La sociedad del conocimiento nos reclama una reforma de la educación que prepare la generación que asoma para los nuevos tiempos y no condenar a vastos sectores a ser inempleables por no manejar el lenguaje informático desde el preescolar, cayendo en un rezago irreversible. La sociedad digital exige estimular la capacidad de innovación, abrir amplios espacios a los nuevos empresarios, que son los que van a generar empleos genuinos y no efímeros subsidios a lo que ya no tiene futuro. La sociedad de la información impone llegar con una internet eficiente hasta el último rincón de cada uno de nuestros países y abrir así el mundo a los más aislados de ese escenario que se nos vino arriba. La globalización comercial supone abrir mercados con una política exterior seria y, al mismo tiempo, poner todo el esfuerzo en la competitividad de nuestras producciones, sean agrícolas o industriales.
Ese es nuestro tiempo. Hay que correr ya detrás del 5G, pero en la mirada más amplia hay que entender que todo pasa por la confianza. La competitividad requiere productividad económica, pero mucho más que ella. Confianza en las instituciones, en la legalidad, en la majestad de la justicia, en el rigor de la fiscalidad y en un sistema de valores sociales, Si no le damos al trabajo un valor ético, si un corporativismo empobrecedor ahoga la iniciativa individual y si no entendemos que la dinámica del crecimiento -como lo explicaron Sombart y Schumpeter luminosamente- se basa en la "destrucción creativa" que, al impulso de la innovación empresarial, va atribuyendo el éxito a quien más se adapte a lo nuevo, nuestras sociedades difícilmente alcancen el nivel superior del desarrollo.
Esta visión no nos ofrece, como decía Raymond Aron, "el sentido final y los caminos que conducen a la salvación".
No hay una fórmula mágica para el éxito, pero ya tenemos un catálogo completo de recetas para el fracaso. Si no hay confianza, ¿quién invierte, sea nacional o extranjero, gran industrial o pequeño comerciante de barrio?

> _DATOS PROPORCIONADOS_
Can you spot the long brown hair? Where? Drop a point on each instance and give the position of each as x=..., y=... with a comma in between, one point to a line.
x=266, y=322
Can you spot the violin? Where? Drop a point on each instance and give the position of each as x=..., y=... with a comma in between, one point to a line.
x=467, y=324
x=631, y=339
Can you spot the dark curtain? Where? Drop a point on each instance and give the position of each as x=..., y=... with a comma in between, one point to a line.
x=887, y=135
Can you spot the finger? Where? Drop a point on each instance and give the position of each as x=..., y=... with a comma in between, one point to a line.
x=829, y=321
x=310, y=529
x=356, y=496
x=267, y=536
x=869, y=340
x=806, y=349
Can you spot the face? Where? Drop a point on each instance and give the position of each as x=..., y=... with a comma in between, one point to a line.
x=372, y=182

...

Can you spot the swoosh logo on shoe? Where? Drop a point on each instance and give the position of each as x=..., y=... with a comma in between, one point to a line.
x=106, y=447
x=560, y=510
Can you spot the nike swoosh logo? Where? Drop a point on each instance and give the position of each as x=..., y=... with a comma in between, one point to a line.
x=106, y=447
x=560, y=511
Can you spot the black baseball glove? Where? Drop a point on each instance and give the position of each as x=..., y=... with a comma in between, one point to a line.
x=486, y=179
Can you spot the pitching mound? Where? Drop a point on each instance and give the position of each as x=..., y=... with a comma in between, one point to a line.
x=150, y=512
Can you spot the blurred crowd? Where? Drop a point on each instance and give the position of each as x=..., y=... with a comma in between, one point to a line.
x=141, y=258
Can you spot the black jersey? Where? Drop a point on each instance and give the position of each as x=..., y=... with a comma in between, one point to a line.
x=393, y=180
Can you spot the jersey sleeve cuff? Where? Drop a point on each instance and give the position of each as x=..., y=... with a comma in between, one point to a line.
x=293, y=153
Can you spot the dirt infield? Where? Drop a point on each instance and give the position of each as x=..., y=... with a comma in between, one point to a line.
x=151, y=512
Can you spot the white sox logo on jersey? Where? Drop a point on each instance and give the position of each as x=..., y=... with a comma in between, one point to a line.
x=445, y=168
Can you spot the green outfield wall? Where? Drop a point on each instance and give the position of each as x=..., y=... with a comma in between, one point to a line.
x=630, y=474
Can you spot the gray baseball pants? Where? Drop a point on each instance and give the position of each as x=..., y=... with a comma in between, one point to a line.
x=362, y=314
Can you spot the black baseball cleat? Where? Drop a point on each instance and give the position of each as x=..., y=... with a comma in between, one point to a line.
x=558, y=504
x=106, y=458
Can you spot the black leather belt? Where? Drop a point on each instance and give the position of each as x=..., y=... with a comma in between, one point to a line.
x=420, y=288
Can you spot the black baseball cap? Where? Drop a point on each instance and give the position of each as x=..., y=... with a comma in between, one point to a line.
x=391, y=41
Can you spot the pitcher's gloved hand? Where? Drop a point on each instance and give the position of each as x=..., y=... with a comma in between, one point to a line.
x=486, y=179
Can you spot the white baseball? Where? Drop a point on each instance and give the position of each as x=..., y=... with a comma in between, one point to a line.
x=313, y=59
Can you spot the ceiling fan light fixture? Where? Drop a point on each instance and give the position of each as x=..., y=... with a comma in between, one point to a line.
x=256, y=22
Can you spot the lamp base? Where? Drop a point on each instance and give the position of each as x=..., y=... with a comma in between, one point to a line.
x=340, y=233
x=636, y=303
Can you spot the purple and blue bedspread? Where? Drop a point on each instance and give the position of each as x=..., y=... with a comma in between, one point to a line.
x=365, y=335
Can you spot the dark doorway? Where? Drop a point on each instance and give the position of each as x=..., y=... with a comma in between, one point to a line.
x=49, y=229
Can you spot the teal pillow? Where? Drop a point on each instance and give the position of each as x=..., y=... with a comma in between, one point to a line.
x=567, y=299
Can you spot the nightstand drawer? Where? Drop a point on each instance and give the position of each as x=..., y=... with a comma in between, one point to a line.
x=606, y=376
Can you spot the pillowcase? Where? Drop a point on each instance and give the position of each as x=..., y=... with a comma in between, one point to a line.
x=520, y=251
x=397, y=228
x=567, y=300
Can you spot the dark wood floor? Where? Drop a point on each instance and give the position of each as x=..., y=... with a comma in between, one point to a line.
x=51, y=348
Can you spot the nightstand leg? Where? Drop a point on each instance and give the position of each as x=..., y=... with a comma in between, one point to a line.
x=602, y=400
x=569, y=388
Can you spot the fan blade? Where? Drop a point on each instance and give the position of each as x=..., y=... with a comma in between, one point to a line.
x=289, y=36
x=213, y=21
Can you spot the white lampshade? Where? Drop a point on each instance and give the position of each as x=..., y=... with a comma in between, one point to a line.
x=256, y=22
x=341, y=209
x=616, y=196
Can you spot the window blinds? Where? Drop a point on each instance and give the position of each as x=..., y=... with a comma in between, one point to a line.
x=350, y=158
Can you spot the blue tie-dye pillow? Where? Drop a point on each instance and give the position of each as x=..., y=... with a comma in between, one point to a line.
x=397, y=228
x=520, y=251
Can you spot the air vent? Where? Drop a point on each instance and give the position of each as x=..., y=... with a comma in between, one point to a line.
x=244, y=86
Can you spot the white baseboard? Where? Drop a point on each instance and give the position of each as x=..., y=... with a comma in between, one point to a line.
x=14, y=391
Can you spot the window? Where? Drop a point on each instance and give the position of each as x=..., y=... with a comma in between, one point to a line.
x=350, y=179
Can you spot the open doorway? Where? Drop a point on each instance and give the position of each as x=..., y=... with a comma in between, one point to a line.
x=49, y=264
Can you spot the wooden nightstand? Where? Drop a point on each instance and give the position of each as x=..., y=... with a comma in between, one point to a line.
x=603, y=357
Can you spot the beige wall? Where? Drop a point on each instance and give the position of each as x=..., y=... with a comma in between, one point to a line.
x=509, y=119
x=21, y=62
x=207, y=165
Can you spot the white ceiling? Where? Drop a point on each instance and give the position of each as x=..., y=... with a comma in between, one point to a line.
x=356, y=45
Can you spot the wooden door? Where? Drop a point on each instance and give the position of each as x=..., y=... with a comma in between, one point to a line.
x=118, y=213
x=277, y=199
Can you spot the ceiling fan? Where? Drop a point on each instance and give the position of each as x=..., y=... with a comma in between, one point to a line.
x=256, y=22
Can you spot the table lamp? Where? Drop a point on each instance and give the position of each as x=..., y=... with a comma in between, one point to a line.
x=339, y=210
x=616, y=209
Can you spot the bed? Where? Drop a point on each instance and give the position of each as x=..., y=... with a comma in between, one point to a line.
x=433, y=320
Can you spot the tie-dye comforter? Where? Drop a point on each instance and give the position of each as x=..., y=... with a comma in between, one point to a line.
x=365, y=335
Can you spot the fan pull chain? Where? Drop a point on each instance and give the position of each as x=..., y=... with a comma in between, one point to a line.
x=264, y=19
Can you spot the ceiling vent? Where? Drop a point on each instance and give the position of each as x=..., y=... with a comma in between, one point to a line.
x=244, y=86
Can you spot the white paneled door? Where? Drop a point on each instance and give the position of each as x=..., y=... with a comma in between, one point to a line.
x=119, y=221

> _TAREAS_
• a. Repite sin cambios todo el fragmento del texto sobre la sociedad del conocimiento que va desde "Ese es nuestro" hasta "superior del desarrollo.".
• b. Resume en dos oraciones el texto sobre la sociedad del conocimiento.
• c. Prosigue el texto sobre la sociedad del conocimiento con el fragmento que seguiría después de su última oración.

> _RESPUESTAS_
• a.
Ese es nuestro tiempo. Hay que correr ya detrás del 5G, pero en la mirada más amplia hay que entender que todo pasa por la confianza. La competitividad requiere productividad económica, pero mucho más que ella. Confianza en las instituciones, en la legalidad, en la majestad de la justicia, en el rigor de la fiscalidad y en un sistema de valores sociales, Si no le damos al trabajo un valor ético, si un corporativismo empobrecedor ahoga la iniciativa individual y si no entendemos que la dinámica del crecimiento -como lo explicaron Sombart y Schumpeter luminosamente- se basa en la "destrucción creativa" que, al impulso de la innovación empresarial, va atribuyendo el éxito a quien más se adapte a lo nuevo, nuestras sociedades difícilmente alcancen el nivel superior del desarrollo.

• b. Los nuevos tiempos exigen reformar la educación, estimular la innovación y a los nuevos empresarios, llevar una internet eficiente hasta el último rincón y abrir mercados sin descuidar la competitividad de las producciones. Esa competitividad pasa sobre todo por la confianza en las instituciones, la legalidad, la justicia y la fiscalidad, porque sin ella nadie invierte y las sociedades difícilmente alcanzan el nivel superior del desarrollo.

• c.
En lo personal, vivo la peripecia argentina como propia. Por afecto ante todo, pero también por interés, ya que una Argentina en crecimiento nos ayuda a Uruguay. Por eso me aliento cuando veo que se lanza desde Cabo Cañaveral un satélite argentino, haciendo honor a la larga tradición argentina del valor de la ciencia y la tecnología. O que Mercado Libre pasa a ser la empresa de mayor cotización del país, insertándose en los canales de la economía moderna. Al mismo tiempo, me sobrecojo cuando veo las desventuras del peso argentino y el dólar, transformadas ya en metáfora de la pérdida de rumbo. Es como el mito de Sísifo, levantando siempre la misma piedra después de cada caída. Son tantas las veces que se ha intentado manejar la moneda extranjera con voluntarismo político o artificios de ingeniería financiera que cuesta creer que no se asuma el inevitable final. Más de un plan bien concebido fracasó por no respetar a un mercado que poco perdona a quienes lo desafían.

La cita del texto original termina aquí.